*** Block opens ***

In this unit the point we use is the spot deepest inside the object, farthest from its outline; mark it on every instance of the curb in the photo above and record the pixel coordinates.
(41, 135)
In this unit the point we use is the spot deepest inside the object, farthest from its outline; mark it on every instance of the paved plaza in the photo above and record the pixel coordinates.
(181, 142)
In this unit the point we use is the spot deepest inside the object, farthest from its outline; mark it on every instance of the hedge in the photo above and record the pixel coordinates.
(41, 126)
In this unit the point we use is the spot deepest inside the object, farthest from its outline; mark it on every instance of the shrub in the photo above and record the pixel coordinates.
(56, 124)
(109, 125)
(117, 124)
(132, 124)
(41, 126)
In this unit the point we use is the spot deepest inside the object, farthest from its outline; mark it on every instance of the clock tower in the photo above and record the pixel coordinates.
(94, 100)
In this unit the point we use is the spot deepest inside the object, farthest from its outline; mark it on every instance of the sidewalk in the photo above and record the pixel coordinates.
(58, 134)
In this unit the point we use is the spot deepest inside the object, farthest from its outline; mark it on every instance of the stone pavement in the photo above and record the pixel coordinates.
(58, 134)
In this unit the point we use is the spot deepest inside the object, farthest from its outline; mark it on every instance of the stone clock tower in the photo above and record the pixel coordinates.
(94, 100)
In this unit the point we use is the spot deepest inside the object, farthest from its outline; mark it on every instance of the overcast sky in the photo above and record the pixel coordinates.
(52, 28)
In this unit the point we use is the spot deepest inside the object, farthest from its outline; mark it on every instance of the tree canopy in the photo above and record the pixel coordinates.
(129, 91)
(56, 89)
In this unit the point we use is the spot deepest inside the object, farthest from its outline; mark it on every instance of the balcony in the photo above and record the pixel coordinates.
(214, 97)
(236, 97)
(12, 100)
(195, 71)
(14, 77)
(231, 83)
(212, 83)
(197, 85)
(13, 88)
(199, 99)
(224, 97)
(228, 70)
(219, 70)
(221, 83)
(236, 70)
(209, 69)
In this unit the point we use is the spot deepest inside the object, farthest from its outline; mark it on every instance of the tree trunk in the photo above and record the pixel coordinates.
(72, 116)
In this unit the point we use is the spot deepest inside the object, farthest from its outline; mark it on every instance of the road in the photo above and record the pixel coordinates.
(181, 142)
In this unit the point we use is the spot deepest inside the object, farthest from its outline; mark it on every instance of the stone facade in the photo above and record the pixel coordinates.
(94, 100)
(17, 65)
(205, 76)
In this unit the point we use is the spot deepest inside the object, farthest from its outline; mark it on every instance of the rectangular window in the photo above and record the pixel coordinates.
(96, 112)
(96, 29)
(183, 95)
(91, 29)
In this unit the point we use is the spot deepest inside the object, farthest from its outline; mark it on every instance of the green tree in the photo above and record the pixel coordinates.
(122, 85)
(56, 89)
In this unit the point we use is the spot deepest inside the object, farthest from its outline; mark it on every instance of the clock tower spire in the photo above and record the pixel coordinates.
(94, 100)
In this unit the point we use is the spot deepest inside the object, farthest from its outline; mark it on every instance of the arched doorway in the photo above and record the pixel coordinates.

*** Block closes ***

▸ **WHAT IS EXPECTED**:
Extract the complete data, matching each line exactly.

▸ **ANSWER AREA**:
In this unit the point we use is the spot deepest inside the object, farthest from its outline; mark it on every instance of the curb in the photo above and record the pixel coordinates.
(41, 135)
In this unit the point we use is the spot deepest inside the object, farthest from its outline; mark it on every instance of the paved plaza in the photo above and record the pixel coordinates.
(181, 142)
In this unit the point we use is the spot deepest inside the object, farthest from its outline; mark it on every instance of the hedge in the photo above and record the pixel coordinates.
(41, 126)
In this unit the point we use is the spot deepest inside the object, farthest from its outline; mark it on every instance of the shrub in the photo above and record the pixel coordinates.
(56, 124)
(109, 125)
(117, 124)
(132, 124)
(41, 126)
In this unit the point we use is the spot deepest inside the object, farthest from its outline; mark it on every instance of the clock tower in the photo above and record the pixel coordinates.
(94, 100)
In this unit the point we use is the spot deepest inside the object, farthest from its outline; mark it on every instance of the sidewalk in the photo above and record the pixel coordinates.
(58, 134)
In this unit the point we use is the spot deepest inside the object, farthest from its outline; mark it on every instance of the stone pavement in the photo above and record the pixel coordinates.
(58, 134)
In this unit the point we use is the spot deepest inside the object, farthest from its outline; mark it on every instance of the stone clock tower in the photo above and record the pixel coordinates.
(94, 100)
In this unit the point we use is the spot deepest inside the object, farthest from its outline; mark it on every instance of the overcast sky in the photo above and record the pixel coordinates.
(52, 28)
In this unit the point we use is the spot deepest inside the object, farthest from its outline; mark it on every instance of the tree canopy in the photo above and record the pixel coordinates.
(129, 91)
(56, 89)
In this unit the point we use is the spot deepest inside the object, farthest from its outline; mark it on every instance of the balcony in the photo above and record the pixel coordinates.
(214, 97)
(236, 97)
(12, 100)
(195, 71)
(14, 77)
(231, 83)
(212, 83)
(197, 85)
(13, 88)
(199, 99)
(224, 97)
(228, 70)
(219, 70)
(221, 83)
(236, 70)
(209, 69)
In this unit the point we use is the spot deepest inside the object, farthest from its outline; mark it on every instance of the tree trunk in the photo above and record the pixel coordinates.
(72, 116)
In this unit the point we use is the spot deepest inside the object, farthest from its outline; mark it on every instance of the road in the photo above and record the pixel coordinates.
(181, 142)
In this unit the point we use is the spot deepest inside the object, farthest from its outline; mark it on every instance of the stone facade in the photo above and record the pixel coordinates.
(94, 100)
(17, 65)
(205, 76)
In this unit the point we use is the spot deepest inside the object, farthest from its outline; mark it on every instance of the rectangular window in the photo above and record the pixel coordinates.
(96, 112)
(96, 29)
(183, 95)
(91, 29)
In this unit the point we use is the spot deepest inside the object, farthest from its outline; mark it on every instance of the green tree in the photo above and record the pixel coordinates.
(122, 85)
(56, 89)
In this unit the point we use is the spot deepest inside the object, farthest from its outline; mark it on every instance of the clock tower spire in the photo above and record the pixel coordinates.
(94, 100)
In this unit the point we use is the spot deepest inside the object, farthest from its outline; mark it on every instance of the arched doorway in the photo above and record the pixel coordinates.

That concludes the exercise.